- _Excerpted passage_
══════════

Upon examination of the dimensions and variable nomenclature of the data set, it appears that there exist 31,390 data points and 23 distinct features. It is imperative that the presence of any missing values (NA) be thoroughly assessed to avoid impeding data analysis and compromising the accuracy of any subsequent descriptive statistics.
sum(is.na(playlist_songs) == "TRUE")
## [1] 0
which(is.na(playlist_songs), arr.ind = TRUE)
## row col
It appears that the dataset is devoid of any missing values, which is a positive indication. We will now inspect whether any songs have a duration shorter than 4 seconds and subsequently removing them from the data set.
playlist_songs <- filter(playlist_songs, playlist_songs$duration_ms>4000)
Having ensured the integrity of our processed data, we can now proceed to investigate and compare the various audio characteristics by genre. Let us begin by examining the distribution of observations among the different music genres.
distributionplot <- ggplot(data = playlist_songs, aes(y=playlist_songs$playlist_genre)) +
geom_bar(aes(fill=playlist_songs$playlist_genre)) +
scale_fill_manual(values = c("violetred2", "lightcoral", "pink", "burlywood4","darkseagreen4", 'lavenderblush3')) +
theme (plot.title = element_text(hjust = 0.5)) +
expand_limits(x = 8500) +
labs(title = "Music genres - Distribution of Observations between Genres",
y = "Genres",
x = "Count",
fill = 'Playlist Genres') +
geom_text(stat='count',
aes(label = sprintf('%s (%.1f%%)',
after_stat(count),
after_stat(count / sum(count) * 100))),
hjust=ifelse(1.5, -0.1, 1.1))

══════════

- _Supplied information_
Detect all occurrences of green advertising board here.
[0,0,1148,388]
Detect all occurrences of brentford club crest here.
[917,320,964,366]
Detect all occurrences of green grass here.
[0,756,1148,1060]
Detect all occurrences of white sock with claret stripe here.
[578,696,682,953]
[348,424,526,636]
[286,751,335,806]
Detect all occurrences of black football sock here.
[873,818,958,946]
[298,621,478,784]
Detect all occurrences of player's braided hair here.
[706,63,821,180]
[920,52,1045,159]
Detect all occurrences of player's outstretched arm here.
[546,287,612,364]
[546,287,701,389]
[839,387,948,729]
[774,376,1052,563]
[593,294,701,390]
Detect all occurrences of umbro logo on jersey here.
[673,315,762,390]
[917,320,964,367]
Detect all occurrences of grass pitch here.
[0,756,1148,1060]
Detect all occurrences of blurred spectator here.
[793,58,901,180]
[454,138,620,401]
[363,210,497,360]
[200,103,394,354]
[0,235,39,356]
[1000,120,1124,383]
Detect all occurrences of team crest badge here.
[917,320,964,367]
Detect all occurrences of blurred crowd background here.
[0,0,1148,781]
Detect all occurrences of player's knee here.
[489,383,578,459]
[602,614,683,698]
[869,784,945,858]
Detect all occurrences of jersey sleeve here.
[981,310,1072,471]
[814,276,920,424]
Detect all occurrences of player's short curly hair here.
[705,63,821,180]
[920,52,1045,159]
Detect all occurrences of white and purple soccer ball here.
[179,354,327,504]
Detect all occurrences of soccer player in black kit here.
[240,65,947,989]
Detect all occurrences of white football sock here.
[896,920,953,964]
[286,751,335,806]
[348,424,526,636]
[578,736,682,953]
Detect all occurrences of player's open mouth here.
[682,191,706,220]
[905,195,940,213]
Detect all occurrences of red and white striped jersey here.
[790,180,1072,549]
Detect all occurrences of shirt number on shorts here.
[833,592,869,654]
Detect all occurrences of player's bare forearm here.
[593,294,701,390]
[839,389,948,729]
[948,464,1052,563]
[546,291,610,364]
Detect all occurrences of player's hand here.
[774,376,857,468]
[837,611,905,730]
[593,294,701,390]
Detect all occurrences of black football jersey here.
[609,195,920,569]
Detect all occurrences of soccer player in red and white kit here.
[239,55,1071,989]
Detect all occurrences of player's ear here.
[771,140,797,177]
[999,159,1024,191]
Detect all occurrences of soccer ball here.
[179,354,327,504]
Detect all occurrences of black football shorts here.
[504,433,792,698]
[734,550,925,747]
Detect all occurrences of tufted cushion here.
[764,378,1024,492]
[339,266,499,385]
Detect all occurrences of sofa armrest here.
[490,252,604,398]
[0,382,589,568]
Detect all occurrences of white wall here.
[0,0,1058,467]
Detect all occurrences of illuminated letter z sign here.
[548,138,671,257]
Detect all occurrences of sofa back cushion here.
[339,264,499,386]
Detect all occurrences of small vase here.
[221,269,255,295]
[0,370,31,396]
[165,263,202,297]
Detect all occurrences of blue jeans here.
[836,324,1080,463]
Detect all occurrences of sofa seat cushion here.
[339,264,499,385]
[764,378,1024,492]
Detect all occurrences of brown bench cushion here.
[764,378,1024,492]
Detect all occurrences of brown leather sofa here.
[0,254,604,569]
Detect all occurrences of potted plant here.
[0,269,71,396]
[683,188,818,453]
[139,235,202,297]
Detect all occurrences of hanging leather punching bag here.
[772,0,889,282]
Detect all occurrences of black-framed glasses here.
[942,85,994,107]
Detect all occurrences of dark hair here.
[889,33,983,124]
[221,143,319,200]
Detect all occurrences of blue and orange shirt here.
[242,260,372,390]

══════════

- _Directive 1_
Please extract the passage from the playlist analysis word for word, starting at "Upon examination of" and ending at "arr.ind = TRUE)".
- _Directive 2_
In the playlist analysis, how many data points and distinct features does the data set contain?

- _Expected output 1_
Upon examination of the dimensions and variable nomenclature of the data set, it appears that there exist 31,390 data points and 23 distinct features. It is imperative that the presence of any missing values (NA) be thoroughly assessed to avoid impeding data analysis and compromising the accuracy of any subsequent descriptive statistics.
sum(is.na(playlist_songs) == "TRUE")
## [1] 0
which(is.na(playlist_songs), arr.ind = TRUE)

- _Expected output 2_
31,390 data points and 23 distinct features.